Excerpts of pointing data
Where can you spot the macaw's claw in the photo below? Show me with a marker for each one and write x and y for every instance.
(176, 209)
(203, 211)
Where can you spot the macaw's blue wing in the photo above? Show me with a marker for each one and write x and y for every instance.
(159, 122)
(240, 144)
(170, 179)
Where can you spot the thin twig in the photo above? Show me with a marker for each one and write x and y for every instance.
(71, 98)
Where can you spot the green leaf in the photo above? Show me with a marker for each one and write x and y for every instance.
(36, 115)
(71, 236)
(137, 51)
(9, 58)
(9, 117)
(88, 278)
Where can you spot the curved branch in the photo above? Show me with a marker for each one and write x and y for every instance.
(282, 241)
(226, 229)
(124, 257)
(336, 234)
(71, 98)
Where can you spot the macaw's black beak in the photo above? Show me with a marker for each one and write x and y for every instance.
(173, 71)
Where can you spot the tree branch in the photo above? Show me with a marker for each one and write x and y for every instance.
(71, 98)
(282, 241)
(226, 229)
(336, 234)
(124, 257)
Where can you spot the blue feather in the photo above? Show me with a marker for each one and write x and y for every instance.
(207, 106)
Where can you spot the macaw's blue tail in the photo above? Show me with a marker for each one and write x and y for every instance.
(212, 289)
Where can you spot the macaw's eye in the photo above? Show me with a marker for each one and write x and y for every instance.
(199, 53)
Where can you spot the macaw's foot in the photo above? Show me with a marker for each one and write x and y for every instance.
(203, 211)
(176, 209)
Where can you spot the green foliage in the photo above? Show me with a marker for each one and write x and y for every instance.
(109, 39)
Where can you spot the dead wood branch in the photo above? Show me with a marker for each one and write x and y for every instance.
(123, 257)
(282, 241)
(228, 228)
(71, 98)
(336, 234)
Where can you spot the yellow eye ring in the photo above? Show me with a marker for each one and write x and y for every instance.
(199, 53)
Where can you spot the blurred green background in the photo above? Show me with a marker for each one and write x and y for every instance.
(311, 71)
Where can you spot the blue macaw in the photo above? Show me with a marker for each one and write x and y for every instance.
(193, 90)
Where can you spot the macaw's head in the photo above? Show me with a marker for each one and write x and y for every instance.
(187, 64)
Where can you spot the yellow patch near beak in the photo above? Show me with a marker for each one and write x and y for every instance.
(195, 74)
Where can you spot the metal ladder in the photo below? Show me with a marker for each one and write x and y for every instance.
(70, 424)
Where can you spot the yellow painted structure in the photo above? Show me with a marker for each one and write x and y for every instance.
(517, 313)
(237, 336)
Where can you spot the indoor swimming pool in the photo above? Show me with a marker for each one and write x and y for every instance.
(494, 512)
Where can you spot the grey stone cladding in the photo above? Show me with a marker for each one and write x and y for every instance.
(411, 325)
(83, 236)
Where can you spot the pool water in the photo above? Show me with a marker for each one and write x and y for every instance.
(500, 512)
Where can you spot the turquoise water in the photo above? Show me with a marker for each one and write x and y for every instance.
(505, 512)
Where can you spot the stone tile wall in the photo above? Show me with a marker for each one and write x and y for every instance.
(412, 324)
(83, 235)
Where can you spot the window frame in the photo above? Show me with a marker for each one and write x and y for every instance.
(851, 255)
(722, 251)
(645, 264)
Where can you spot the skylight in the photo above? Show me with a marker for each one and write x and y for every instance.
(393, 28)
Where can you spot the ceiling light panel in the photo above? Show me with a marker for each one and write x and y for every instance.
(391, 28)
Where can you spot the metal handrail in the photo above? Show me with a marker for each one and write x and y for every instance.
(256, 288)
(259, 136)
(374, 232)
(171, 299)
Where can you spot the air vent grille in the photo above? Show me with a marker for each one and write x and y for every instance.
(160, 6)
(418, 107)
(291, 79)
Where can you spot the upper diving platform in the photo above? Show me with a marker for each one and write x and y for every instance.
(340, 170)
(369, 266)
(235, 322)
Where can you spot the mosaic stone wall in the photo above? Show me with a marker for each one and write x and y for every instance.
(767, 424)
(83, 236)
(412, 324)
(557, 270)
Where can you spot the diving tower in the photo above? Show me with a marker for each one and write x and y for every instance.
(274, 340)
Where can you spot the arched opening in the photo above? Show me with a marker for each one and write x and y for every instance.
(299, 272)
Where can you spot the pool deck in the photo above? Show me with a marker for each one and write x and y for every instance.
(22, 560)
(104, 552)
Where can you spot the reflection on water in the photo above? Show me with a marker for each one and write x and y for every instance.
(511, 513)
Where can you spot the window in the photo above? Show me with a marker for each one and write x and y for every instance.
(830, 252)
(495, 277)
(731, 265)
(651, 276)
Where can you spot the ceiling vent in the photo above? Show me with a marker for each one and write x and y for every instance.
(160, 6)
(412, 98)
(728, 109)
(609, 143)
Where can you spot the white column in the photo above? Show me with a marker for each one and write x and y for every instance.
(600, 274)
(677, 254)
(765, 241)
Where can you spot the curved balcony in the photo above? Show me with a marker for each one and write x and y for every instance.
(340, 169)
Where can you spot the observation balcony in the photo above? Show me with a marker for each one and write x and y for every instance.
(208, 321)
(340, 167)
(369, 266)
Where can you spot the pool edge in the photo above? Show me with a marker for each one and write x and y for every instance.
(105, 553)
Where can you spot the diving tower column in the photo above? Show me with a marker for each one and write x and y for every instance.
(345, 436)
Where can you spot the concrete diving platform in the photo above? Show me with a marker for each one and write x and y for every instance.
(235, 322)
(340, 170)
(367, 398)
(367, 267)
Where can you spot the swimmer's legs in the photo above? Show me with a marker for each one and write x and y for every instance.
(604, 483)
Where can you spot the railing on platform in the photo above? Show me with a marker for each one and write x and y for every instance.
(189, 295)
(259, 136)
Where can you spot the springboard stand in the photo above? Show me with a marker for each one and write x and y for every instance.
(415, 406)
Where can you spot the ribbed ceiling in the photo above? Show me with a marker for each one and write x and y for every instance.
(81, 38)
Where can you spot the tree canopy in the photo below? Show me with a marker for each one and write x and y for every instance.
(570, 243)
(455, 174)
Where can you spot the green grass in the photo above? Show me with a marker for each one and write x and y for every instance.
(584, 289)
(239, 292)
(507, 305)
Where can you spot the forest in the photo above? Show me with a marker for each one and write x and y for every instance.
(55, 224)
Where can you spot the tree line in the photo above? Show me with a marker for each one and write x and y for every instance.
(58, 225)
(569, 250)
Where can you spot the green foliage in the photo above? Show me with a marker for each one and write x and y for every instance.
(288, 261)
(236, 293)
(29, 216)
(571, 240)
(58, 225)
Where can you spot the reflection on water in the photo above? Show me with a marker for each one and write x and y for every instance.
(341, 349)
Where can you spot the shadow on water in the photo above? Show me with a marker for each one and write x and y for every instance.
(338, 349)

• _Exercise requirements_
Print, unchanged, every line of the material from the line holding "Where can you spot the tree canopy" through the final line, with both ends included.

• _Final result_
Where can you spot the tree canopy in the photo below? Show me with a marker for each one and write x and y for every instance.
(570, 243)
(455, 174)
Where can you spot the green grass in the photo above? Show me with a marker for each one and write x and y for every instance.
(584, 289)
(239, 292)
(507, 305)
Where can you spot the forest in the photo above? Show me with a marker for each one and write x and y for every instance.
(55, 224)
Where can you spot the tree line in the photo above? Show me with a marker for each one and write x and y for every instance.
(58, 225)
(569, 250)
Where can you spot the green foliage in the photo above? Show me with a marker for each one and write x and y for every instance.
(288, 261)
(236, 293)
(29, 216)
(571, 240)
(58, 225)
Where can you spot the reflection on water in the photo above? Show me with a marker for each one and write x and y for every instance.
(341, 349)
Where can you spot the shadow on water in the photo above? Show me with a marker for each one and write x and y for every instance.
(338, 349)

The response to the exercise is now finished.